■ WHAT YOU WILL DO ■
What is needed is an exact repeat of the lines from the line containing "Target: patterned wall panel" through the final line of the entries below, and nothing else.

┄┄┄┄┄┄┄┄┄┄┄┄┄┄┄┄┄┄┄┄

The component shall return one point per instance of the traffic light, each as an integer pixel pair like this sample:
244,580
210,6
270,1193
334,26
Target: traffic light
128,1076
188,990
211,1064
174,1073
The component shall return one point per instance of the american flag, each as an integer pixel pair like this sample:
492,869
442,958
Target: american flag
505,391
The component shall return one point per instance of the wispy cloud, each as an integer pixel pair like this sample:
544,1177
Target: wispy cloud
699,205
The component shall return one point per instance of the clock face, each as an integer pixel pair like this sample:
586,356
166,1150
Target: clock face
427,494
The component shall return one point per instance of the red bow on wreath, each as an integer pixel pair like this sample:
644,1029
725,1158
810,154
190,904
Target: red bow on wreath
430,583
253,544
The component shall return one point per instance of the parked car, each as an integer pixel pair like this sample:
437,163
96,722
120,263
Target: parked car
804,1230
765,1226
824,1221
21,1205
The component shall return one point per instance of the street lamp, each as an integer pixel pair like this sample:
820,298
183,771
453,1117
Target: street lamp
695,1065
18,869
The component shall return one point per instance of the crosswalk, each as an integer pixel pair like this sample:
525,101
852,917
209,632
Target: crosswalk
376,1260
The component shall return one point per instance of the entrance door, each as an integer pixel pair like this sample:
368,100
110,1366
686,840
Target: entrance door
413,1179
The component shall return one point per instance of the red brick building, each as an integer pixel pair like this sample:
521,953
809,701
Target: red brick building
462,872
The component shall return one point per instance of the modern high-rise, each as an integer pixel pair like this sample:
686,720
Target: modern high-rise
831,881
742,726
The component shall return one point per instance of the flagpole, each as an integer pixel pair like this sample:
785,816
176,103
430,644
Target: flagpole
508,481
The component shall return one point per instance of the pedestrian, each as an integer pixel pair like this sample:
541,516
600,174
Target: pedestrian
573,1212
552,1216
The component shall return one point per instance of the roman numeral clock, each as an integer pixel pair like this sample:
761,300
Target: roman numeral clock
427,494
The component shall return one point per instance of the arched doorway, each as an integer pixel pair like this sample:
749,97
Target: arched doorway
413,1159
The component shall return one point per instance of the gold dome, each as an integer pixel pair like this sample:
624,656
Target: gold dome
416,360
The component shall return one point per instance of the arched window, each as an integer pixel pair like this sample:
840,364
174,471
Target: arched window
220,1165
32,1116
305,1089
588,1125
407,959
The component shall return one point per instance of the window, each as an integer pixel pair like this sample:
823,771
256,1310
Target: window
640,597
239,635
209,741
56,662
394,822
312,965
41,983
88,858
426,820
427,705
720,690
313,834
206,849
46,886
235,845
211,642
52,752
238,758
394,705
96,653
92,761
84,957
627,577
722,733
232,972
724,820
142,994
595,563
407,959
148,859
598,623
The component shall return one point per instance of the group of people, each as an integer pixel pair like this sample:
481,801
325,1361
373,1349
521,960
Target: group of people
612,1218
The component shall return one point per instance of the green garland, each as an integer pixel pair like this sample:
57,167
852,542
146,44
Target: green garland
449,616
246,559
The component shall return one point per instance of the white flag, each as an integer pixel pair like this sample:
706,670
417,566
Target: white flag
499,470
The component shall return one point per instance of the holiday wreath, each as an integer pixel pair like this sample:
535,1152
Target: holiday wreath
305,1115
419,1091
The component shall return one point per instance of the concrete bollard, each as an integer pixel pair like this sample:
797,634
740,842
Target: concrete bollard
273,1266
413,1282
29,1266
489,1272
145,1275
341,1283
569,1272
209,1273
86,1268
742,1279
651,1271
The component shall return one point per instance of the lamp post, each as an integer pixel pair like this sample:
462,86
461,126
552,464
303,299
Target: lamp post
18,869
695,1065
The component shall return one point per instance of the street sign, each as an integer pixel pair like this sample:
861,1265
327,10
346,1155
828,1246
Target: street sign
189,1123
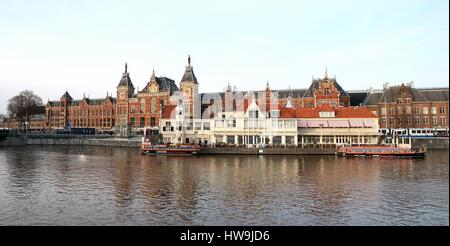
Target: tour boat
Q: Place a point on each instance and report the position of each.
(380, 151)
(170, 149)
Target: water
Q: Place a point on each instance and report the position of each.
(58, 185)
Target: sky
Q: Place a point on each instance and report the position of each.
(81, 46)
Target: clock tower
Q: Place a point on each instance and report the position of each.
(125, 90)
(189, 93)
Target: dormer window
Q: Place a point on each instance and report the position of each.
(327, 114)
(274, 113)
(253, 113)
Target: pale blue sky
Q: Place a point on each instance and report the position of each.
(50, 46)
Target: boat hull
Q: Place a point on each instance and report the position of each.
(380, 152)
(170, 150)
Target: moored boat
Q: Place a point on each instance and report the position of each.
(152, 145)
(170, 149)
(380, 151)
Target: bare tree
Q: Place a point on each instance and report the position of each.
(23, 106)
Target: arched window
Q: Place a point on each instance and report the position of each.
(142, 105)
(153, 105)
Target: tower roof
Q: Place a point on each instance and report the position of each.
(66, 96)
(125, 80)
(189, 75)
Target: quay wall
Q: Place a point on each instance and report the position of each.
(267, 151)
(23, 140)
(435, 143)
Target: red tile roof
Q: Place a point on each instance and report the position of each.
(340, 112)
(167, 112)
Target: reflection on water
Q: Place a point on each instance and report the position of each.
(113, 186)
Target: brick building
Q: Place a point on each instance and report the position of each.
(97, 113)
(405, 106)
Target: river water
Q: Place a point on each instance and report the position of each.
(59, 185)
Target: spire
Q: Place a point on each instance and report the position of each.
(189, 75)
(153, 78)
(229, 87)
(125, 80)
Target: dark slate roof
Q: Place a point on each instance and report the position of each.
(165, 84)
(419, 95)
(189, 75)
(372, 98)
(294, 93)
(315, 85)
(435, 94)
(54, 103)
(66, 96)
(357, 98)
(125, 80)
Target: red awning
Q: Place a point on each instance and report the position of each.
(356, 123)
(302, 123)
(317, 123)
(369, 123)
(338, 123)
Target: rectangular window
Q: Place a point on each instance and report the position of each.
(206, 126)
(253, 114)
(416, 110)
(198, 126)
(391, 110)
(391, 121)
(433, 110)
(400, 110)
(275, 113)
(230, 140)
(408, 109)
(417, 121)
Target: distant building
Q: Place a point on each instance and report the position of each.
(405, 106)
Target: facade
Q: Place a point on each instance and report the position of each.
(93, 113)
(324, 113)
(252, 124)
(407, 107)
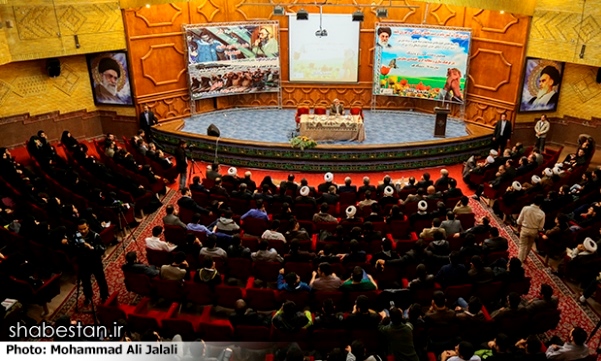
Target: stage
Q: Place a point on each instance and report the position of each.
(258, 138)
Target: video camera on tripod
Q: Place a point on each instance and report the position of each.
(119, 206)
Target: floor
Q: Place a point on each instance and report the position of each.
(278, 126)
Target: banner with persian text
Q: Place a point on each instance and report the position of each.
(233, 58)
(421, 62)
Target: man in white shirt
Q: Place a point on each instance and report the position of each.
(155, 243)
(530, 222)
(272, 233)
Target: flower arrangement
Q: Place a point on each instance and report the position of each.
(302, 142)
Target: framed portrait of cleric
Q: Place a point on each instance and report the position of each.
(541, 85)
(109, 76)
(232, 58)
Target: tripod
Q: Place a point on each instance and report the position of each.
(124, 227)
(77, 293)
(593, 332)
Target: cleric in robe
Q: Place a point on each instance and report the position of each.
(111, 85)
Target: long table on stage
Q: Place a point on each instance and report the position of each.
(323, 127)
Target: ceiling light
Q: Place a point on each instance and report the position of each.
(358, 16)
(302, 14)
(382, 13)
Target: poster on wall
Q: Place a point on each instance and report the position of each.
(109, 76)
(421, 62)
(331, 58)
(233, 58)
(541, 83)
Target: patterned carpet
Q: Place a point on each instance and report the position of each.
(573, 313)
(277, 126)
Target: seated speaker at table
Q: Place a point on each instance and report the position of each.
(337, 108)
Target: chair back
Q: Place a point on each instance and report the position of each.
(158, 258)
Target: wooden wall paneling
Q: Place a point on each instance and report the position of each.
(284, 51)
(169, 106)
(157, 20)
(502, 83)
(493, 25)
(208, 11)
(158, 65)
(445, 15)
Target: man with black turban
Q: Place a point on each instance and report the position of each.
(106, 90)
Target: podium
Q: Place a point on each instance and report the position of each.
(440, 124)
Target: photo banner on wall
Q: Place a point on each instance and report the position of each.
(421, 62)
(109, 75)
(233, 58)
(541, 84)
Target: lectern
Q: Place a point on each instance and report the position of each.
(440, 125)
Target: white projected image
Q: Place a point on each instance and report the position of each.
(332, 58)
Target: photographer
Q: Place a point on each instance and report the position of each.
(90, 251)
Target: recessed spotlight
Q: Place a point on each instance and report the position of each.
(358, 16)
(302, 14)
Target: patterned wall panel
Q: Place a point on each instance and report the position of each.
(46, 29)
(208, 11)
(500, 40)
(157, 20)
(174, 106)
(158, 65)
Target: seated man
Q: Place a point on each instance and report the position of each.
(359, 281)
(187, 202)
(327, 280)
(574, 349)
(428, 233)
(362, 316)
(336, 108)
(272, 233)
(196, 226)
(265, 255)
(208, 273)
(176, 271)
(289, 319)
(323, 216)
(513, 308)
(258, 213)
(171, 217)
(157, 244)
(210, 248)
(134, 266)
(478, 273)
(439, 313)
(451, 225)
(291, 282)
(494, 243)
(243, 315)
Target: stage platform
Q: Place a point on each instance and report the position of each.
(258, 138)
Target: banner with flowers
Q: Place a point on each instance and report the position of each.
(421, 62)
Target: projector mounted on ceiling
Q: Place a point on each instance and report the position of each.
(321, 32)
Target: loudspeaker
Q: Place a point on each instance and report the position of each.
(213, 131)
(53, 66)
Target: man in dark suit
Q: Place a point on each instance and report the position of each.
(502, 133)
(187, 202)
(181, 164)
(336, 108)
(347, 187)
(147, 119)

┄┄┄┄┄┄┄┄┄┄┄┄┄┄┄┄┄┄┄┄

■ OUTPUT BELOW ■
Target: patterned wall panel
Q: Place a point on each instance and report the position of each.
(46, 29)
(208, 11)
(500, 40)
(157, 20)
(174, 106)
(158, 65)
Target: seated man
Q: Place a point on each instance and report the position of each.
(359, 281)
(187, 202)
(327, 280)
(574, 349)
(428, 233)
(362, 316)
(336, 108)
(272, 233)
(196, 226)
(265, 255)
(208, 273)
(176, 271)
(289, 319)
(323, 216)
(513, 308)
(258, 213)
(171, 217)
(157, 244)
(210, 248)
(134, 266)
(478, 273)
(439, 313)
(451, 225)
(291, 282)
(494, 243)
(243, 315)
Target: stage platform
Q: Place a point on each instance and report the position of each.
(258, 138)
Target: banner with flowers
Q: Place a point on each instance and report the position of each.
(421, 62)
Target: projector mounted on ceiling
Q: Place a point on each instance and report the position of each.
(321, 32)
Target: loudspeaker
Q: Place a point on each instance and report the position of each.
(213, 131)
(53, 66)
Target: man in dark suit
Q: Place a point on each instance and report the position of each.
(502, 133)
(187, 202)
(181, 164)
(336, 108)
(347, 187)
(147, 119)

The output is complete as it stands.